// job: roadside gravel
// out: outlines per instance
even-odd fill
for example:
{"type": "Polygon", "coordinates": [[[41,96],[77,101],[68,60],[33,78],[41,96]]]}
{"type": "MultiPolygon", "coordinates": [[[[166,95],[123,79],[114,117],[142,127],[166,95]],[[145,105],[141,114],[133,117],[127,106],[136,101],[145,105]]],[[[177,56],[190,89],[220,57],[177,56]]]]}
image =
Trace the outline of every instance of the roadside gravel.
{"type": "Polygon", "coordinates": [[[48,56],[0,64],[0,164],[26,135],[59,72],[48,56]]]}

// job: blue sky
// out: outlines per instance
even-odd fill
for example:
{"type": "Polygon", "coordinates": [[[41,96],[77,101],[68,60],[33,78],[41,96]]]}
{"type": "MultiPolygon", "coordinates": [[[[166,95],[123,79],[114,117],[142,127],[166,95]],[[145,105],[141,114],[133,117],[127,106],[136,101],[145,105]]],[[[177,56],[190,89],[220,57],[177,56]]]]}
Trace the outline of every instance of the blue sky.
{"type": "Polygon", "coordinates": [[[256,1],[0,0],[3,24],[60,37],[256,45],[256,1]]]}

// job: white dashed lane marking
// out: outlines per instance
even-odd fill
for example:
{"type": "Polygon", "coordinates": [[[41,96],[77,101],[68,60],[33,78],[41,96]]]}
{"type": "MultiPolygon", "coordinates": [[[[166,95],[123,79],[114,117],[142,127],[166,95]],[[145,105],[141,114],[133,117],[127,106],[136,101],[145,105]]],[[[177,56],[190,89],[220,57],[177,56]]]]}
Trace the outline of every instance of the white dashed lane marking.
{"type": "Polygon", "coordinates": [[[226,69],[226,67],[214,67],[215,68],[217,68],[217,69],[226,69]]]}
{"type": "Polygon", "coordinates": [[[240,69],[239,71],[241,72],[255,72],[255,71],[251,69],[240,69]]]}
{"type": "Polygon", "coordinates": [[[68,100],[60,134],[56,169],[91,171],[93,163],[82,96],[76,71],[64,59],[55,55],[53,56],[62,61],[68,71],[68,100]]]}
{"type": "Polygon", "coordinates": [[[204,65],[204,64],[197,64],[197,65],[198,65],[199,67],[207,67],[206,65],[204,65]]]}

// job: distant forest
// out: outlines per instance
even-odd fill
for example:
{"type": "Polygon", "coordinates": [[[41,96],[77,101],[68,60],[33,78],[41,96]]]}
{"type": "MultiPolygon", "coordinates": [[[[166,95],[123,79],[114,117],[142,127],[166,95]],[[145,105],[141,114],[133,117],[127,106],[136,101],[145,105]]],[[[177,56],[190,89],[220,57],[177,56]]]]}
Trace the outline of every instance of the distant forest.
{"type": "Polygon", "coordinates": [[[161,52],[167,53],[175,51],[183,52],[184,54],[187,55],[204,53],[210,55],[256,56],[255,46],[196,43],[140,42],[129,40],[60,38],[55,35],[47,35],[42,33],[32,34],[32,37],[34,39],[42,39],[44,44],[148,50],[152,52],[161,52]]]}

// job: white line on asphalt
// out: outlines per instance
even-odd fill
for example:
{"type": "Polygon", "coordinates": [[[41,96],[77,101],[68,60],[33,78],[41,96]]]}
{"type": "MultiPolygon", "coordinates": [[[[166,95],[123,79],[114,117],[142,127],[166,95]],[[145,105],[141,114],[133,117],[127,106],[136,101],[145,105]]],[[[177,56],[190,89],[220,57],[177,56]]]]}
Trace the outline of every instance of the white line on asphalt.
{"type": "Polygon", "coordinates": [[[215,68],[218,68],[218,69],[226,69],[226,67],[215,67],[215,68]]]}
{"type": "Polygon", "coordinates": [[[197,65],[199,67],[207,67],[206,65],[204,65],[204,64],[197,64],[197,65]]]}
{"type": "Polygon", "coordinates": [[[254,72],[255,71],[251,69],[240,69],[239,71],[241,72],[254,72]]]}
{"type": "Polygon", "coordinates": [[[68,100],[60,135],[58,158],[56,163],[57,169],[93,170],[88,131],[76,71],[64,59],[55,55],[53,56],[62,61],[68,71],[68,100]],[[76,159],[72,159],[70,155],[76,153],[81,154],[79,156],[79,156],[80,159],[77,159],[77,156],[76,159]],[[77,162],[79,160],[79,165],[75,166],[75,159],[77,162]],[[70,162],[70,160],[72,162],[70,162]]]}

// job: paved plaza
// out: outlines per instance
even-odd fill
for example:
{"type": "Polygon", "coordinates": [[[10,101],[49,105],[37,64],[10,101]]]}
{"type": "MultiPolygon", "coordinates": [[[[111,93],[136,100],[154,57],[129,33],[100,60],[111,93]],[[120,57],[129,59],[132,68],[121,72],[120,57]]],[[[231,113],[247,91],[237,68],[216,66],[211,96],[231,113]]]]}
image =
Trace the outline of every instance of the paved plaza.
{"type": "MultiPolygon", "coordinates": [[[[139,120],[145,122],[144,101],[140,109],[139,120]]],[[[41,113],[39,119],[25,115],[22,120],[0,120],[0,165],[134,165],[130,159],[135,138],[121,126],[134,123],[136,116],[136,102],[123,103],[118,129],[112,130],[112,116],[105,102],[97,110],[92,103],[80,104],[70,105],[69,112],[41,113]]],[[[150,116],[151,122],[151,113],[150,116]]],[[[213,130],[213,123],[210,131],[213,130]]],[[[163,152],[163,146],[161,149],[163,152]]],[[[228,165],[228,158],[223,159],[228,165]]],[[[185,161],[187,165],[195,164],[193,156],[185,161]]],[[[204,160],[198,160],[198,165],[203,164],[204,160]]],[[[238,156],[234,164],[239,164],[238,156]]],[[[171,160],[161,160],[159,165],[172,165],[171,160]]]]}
--------------------------------------------------
- **Exercise brief**:
Return the entire listing above line for line, with no changes, from the first line to the last.

- **Response to the task**:
// job: roadside gravel
// out: outlines per instance
even-odd fill
for example:
{"type": "Polygon", "coordinates": [[[41,96],[77,101],[68,60],[33,78],[41,96]]]}
{"type": "MultiPolygon", "coordinates": [[[[166,95],[123,79],[114,117],[142,127],[166,95]],[[145,105],[141,114],[133,117],[127,106],[136,101],[145,105]]],[[[177,56],[190,89],[220,57],[177,56]]]]}
image =
Trace the outline of every instance of the roadside gravel.
{"type": "Polygon", "coordinates": [[[48,56],[0,64],[0,164],[26,135],[59,72],[48,56]]]}

// job: blue sky
// out: outlines per instance
even-odd fill
for example:
{"type": "Polygon", "coordinates": [[[41,96],[77,101],[68,60],[33,78],[41,96]]]}
{"type": "MultiPolygon", "coordinates": [[[[166,95],[123,79],[114,117],[142,127],[166,95]],[[145,105],[141,114],[133,117],[127,106],[136,101],[145,105]]],[[[177,56],[190,89],[220,57],[177,56]]]]}
Trace the outline of every instance of the blue sky.
{"type": "Polygon", "coordinates": [[[256,1],[0,0],[3,24],[60,37],[256,45],[256,1]]]}

// job: white dashed lane marking
// out: outlines per instance
even-odd fill
for example:
{"type": "Polygon", "coordinates": [[[41,96],[77,101],[68,60],[33,78],[41,96]]]}
{"type": "MultiPolygon", "coordinates": [[[[166,95],[123,79],[114,117],[142,127],[166,95]],[[145,105],[141,114],[133,117],[127,106],[136,101],[145,105]]],[[[177,56],[190,89],[220,57],[177,56]]]]}
Trace the outline of every instance of the white dashed lane marking.
{"type": "Polygon", "coordinates": [[[226,69],[226,67],[214,67],[215,68],[217,68],[217,69],[226,69]]]}
{"type": "Polygon", "coordinates": [[[240,69],[239,71],[241,72],[255,72],[255,71],[251,69],[240,69]]]}
{"type": "Polygon", "coordinates": [[[68,100],[60,134],[56,169],[91,171],[93,163],[82,96],[76,71],[64,59],[55,55],[53,56],[62,61],[68,71],[68,100]]]}
{"type": "Polygon", "coordinates": [[[204,65],[204,64],[197,64],[197,65],[198,65],[199,67],[207,67],[206,65],[204,65]]]}

// job: distant forest
// out: outlines per instance
even-odd fill
for example:
{"type": "Polygon", "coordinates": [[[41,96],[77,101],[68,60],[33,78],[41,96]]]}
{"type": "MultiPolygon", "coordinates": [[[[166,95],[123,79],[114,117],[142,127],[166,95]],[[145,105],[141,114],[133,117],[127,106],[136,101],[145,105]]],[[[177,56],[190,89],[220,57],[177,56]]]]}
Trace the outline of every instance of the distant forest.
{"type": "Polygon", "coordinates": [[[161,52],[167,53],[175,51],[183,52],[184,54],[187,55],[204,53],[210,55],[256,56],[255,46],[196,43],[140,42],[129,40],[60,38],[55,35],[47,35],[42,33],[32,34],[32,37],[34,39],[42,39],[44,44],[148,50],[152,52],[161,52]]]}

// job: white line on asphalt
// out: outlines per instance
even-odd fill
for example:
{"type": "Polygon", "coordinates": [[[41,96],[77,101],[68,60],[33,78],[41,96]]]}
{"type": "MultiPolygon", "coordinates": [[[[166,95],[123,79],[114,117],[142,127],[166,95]],[[145,105],[141,114],[133,117],[127,106],[136,101],[145,105]]],[[[177,56],[190,89],[220,57],[177,56]]]]}
Trace the outline of every instance of the white line on asphalt.
{"type": "Polygon", "coordinates": [[[215,68],[218,68],[218,69],[226,69],[226,67],[215,67],[215,68]]]}
{"type": "Polygon", "coordinates": [[[197,65],[199,67],[207,67],[206,65],[204,65],[204,64],[197,64],[197,65]]]}
{"type": "Polygon", "coordinates": [[[254,72],[255,71],[251,69],[240,69],[239,71],[241,72],[254,72]]]}
{"type": "Polygon", "coordinates": [[[68,100],[60,135],[58,158],[56,163],[57,169],[93,170],[88,131],[76,71],[64,59],[55,55],[53,56],[62,61],[68,71],[68,100]],[[76,159],[72,159],[70,155],[76,153],[81,154],[79,156],[79,156],[80,159],[77,159],[77,156],[76,159]],[[77,162],[79,160],[79,165],[75,166],[75,159],[77,162]],[[70,162],[70,160],[72,162],[70,162]]]}

// job: paved plaza
// out: outlines per instance
even-odd fill
for example:
{"type": "Polygon", "coordinates": [[[10,101],[49,105],[37,64],[10,101]]]}
{"type": "MultiPolygon", "coordinates": [[[[111,93],[136,100],[154,57],[129,33],[100,60],[111,93]],[[120,57],[129,59],[132,68],[121,72],[120,57]]],[[[231,113],[247,91],[237,68],[216,66],[211,96],[231,113]]]]}
image =
Trace the outline of every instance of the paved plaza.
{"type": "MultiPolygon", "coordinates": [[[[139,120],[145,122],[144,101],[140,109],[139,120]]],[[[41,113],[39,119],[25,115],[22,120],[0,120],[0,165],[134,165],[130,159],[135,138],[121,126],[134,123],[136,116],[136,102],[123,103],[118,129],[112,130],[112,116],[105,102],[97,110],[92,103],[80,104],[70,105],[69,112],[41,113]]],[[[150,116],[151,122],[151,113],[150,116]]],[[[213,130],[213,123],[210,131],[213,130]]],[[[163,152],[163,146],[161,149],[163,152]]],[[[228,165],[228,158],[223,159],[228,165]]],[[[185,161],[187,165],[195,164],[193,156],[185,161]]],[[[204,160],[198,160],[198,165],[203,164],[204,160]]],[[[238,156],[234,164],[239,164],[238,156]]],[[[171,160],[161,160],[159,165],[172,165],[171,160]]]]}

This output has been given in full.